Votre tâche a: Modifiez le passage de l'extrait sur l'exposition qui commence à "Publié le 04" et se termine à "de nombreux résistants." en y mettant "destruction" à la place de "démolition", puis donnez ce passage.

Extrait fourni:
Publié le 04 décembre 2015 par Philippe Cadu
Exposition « dans les prisons de Lyon » Ernest PIGNON-ERNEST & Bruno PACCARD à la Galerie A-M&  Pallade | Lyonhttp://www.pallade.net/ Vernissage en présence des Artistes jeudi 10 décembre de 18h à 20h30

Du 10 décembre au 23 janvier 2016

Dessins et photographies de l'intervention des artistes avant la démolition de la prison Saint Paul à Lyon et la construction de l' Université Catholique. Un travail sur la mémoire et l'oubli, l'humain et l'inhumain, la justice et l'injustice, l'enfermement et la liberté, ... tant de la période récente que celle de la 2ème guerre mondiale où la prison a été utilisée pour l'incarcération et la condamnation de nombreux résistants.

Lignes du listing:
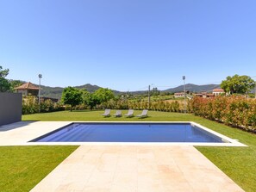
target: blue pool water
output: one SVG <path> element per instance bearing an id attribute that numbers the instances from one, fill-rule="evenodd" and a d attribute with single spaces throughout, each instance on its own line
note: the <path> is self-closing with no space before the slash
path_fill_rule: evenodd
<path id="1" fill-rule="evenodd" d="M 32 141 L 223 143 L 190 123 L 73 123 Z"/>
---
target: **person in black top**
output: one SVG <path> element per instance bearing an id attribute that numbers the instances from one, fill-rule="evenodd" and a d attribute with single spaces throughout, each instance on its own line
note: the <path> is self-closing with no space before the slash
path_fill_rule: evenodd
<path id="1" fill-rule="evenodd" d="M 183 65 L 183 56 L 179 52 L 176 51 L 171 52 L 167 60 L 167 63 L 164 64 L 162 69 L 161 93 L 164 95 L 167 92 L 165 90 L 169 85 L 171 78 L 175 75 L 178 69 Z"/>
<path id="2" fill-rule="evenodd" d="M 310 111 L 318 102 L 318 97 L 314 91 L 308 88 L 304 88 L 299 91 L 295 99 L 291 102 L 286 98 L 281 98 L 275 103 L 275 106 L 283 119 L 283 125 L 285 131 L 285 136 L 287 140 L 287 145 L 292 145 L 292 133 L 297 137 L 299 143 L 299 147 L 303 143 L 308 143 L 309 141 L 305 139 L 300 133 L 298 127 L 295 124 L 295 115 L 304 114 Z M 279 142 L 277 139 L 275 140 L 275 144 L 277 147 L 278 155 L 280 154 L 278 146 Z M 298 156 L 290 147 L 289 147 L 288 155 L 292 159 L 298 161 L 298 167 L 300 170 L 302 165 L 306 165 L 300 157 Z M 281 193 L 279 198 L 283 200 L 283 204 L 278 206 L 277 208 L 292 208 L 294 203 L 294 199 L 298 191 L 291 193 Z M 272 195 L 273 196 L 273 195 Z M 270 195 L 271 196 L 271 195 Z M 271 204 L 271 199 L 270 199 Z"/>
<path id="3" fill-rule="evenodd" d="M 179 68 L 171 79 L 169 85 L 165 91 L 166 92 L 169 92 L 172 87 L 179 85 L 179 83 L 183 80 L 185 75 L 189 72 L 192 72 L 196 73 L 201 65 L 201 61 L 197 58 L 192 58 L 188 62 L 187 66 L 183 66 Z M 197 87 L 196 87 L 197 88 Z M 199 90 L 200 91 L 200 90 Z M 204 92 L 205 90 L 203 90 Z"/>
==
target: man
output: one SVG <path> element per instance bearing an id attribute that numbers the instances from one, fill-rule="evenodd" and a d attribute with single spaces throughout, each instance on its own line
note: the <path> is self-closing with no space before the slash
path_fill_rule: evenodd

Votre tâche b: Reproduisez à l'identique les lignes du listing qui vont de celle qui contient "target: **person in black top**" jusqu'à celle qui contient "310 111 L 318", ces deux lignes comprises, et rien d'autre.

Réponse a:
Publié le 04 décembre 2015 par Philippe Cadu
Exposition « dans les prisons de Lyon » Ernest PIGNON-ERNEST & Bruno PACCARD à la Galerie A-M&  Pallade | Lyonhttp://www.pallade.net/ Vernissage en présence des Artistes jeudi 10 décembre de 18h à 20h30

Du 10 décembre au 23 janvier 2016

Dessins et photographies de l'intervention des artistes avant la destruction de la prison Saint Paul à Lyon et la construction de l' Université Catholique. Un travail sur la mémoire et l'oubli, l'humain et l'inhumain, la justice et l'injustice, l'enfermement et la liberté, ... tant de la période récente que celle de la 2ème guerre mondiale où la prison a été utilisée pour l'incarcération et la condamnation de nombreux résistants.

Réponse b:
target: **person in black top**
output: one SVG <path> element per instance bearing an id attribute that numbers the instances from one, fill-rule="evenodd" and a d attribute with single spaces throughout, each instance on its own line
note: the <path> is self-closing with no space before the slash
path_fill_rule: evenodd
<path id="1" fill-rule="evenodd" d="M 183 65 L 183 56 L 179 52 L 176 51 L 171 52 L 167 60 L 167 63 L 164 64 L 162 69 L 161 93 L 164 95 L 167 92 L 165 90 L 169 85 L 171 78 L 175 75 L 178 69 Z"/>
<path id="2" fill-rule="evenodd" d="M 310 111 L 318 102 L 318 97 L 314 91 L 308 88 L 304 88 L 299 91 L 295 99 L 291 102 L 286 98 L 281 98 L 275 103 L 275 106 L 283 119 L 283 125 L 285 131 L 285 136 L 287 140 L 287 145 L 292 145 L 292 133 L 297 137 L 299 143 L 299 147 L 303 143 L 308 143 L 309 141 L 305 139 L 300 133 L 298 127 L 295 124 L 295 115 L 304 114 Z M 279 142 L 277 139 L 275 140 L 275 144 L 277 147 L 278 155 L 280 154 L 278 146 Z M 298 156 L 290 147 L 289 147 L 288 155 L 292 159 L 298 161 L 298 167 L 300 170 L 302 165 L 306 165 L 300 157 Z M 281 193 L 279 198 L 283 200 L 283 204 L 278 206 L 277 208 L 292 208 L 294 203 L 294 199 L 298 191 L 291 193 Z M 272 195 L 273 196 L 273 195 Z M 270 195 L 271 196 L 271 195 Z M 271 204 L 271 199 L 270 199 Z"/>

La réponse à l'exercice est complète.